§ **Vorgegebener Text**
....
Witten. .

Auf dem Land herrscht Ärztemangel.

Beispiel Buchholz. „Bisher ist kein Nachfolger für mich in Sicht“, sagt Dr. Marina-Liane Burlan (60), die seit 19 Jahren ihre Hausarztpraxis in dem Herbeder Ortsteil betreibt und inzwischen die einzige Allgemeinmedizinerin für über 1000 Patienten ist.

20-mal die Woche macht die leidenschaftliche Medizinerin Hausbesuche. Sie hat immer ein offenes Ohr für ihre Patienten. Dr. Marina-Liane Burlan gehört noch, wie sie selbst sagt, zur alten Garde. Sie mache quasi alles. In ihrer Praxis steht sogar ein gynäkologischer Stuhl. Natürlich hat sie die Zulassung dafür.

Ärztesprecher Dr. Frank Koch sieht die Berufssparte „Land- und Hausarzt“ als bedroht an. Das hat triftige Gründe. Das durchschnittliche Alter der Wittener Hausärzte liege bei 57 Jahren. In spätestens zehn Jahren seien 40 Prozent aller jetzt noch praktizierenden Hausärzte in Rente, so Koch. Deren Nachfolge stehe in den Sternen. „Unser erstes Sorgenkind wird Stockum werden. Dort sind beide Ärzte über 60 Jahre alt und es ist weit und breit kein Nachfolger in Sicht“, erklärt Koch. Kurze Zeit später werden seiner Meinung nach dann Durchholz, Herbede und Heven betroffen sein.

Der Beruf des Landarztes müsse sich wandeln, meint Dr. Paul Jansen (55), Leiter der allgemeinmedizinischen Abteilung an der Universität Witten/Herdecke. „Landärzte praktizieren oft noch eine sehr konservative Medizin, die von den Studenten nicht als innovativ genug angesehen wird“ , erklärt er. Vor allem die häufig noch bestehende Konkurrenz zwischen Landärzten und städtischen Kollegen stehe der Berufsgruppe im Weg. „Nur, wenn die jetzigen Ärzte vom Land es schaffen, innovativ mit neuester Technik und kooperativ zu arbeiten, können sie Medizinstudenten für den Job begeistern“, meint der Wissenschaftler.
....
§ **Bereitgestelltes Material**

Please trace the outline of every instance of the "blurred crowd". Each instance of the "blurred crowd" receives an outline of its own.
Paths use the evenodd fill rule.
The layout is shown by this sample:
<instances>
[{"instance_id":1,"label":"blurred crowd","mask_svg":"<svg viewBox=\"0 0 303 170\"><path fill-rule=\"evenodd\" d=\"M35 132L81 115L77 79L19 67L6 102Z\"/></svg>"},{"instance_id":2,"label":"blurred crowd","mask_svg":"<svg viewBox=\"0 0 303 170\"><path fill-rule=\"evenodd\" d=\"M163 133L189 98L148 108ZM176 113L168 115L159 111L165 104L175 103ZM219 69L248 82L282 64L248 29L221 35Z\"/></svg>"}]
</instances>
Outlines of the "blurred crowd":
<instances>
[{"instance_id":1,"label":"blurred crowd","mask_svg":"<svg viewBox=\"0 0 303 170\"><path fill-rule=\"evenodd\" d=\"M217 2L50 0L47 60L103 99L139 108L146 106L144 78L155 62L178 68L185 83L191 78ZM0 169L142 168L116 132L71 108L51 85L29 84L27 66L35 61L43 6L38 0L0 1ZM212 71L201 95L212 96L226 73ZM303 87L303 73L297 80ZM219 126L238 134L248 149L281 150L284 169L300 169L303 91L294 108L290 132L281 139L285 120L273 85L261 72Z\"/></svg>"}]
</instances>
....
§ **Arbeitsaufträge**
1: Schreiben Sie aus dem Artikel über den Ärztemangel den Abschnitt von „Ärztesprecher Dr. Frank“ bis einschließlich „Heven betroffen sein.“ wortgetreu ab.
2: Wie hoch ist laut dem Artikel über den Ärztemangel das durchschnittliche Alter der Wittener Hausärzte?

§ **Lösungen**
1:
Ärztesprecher Dr. Frank Koch sieht die Berufssparte „Land- und Hausarzt“ als bedroht an. Das hat triftige Gründe. Das durchschnittliche Alter der Wittener Hausärzte liege bei 57 Jahren. In spätestens zehn Jahren seien 40 Prozent aller jetzt noch praktizierenden Hausärzte in Rente, so Koch. Deren Nachfolge stehe in den Sternen. „Unser erstes Sorgenkind wird Stockum werden. Dort sind beide Ärzte über 60 Jahre alt und es ist weit und breit kein Nachfolger in Sicht“, erklärt Koch. Kurze Zeit später werden seiner Meinung nach dann Durchholz, Herbede und Heven betroffen sein.

2: Es liegt bei 57 Jahren.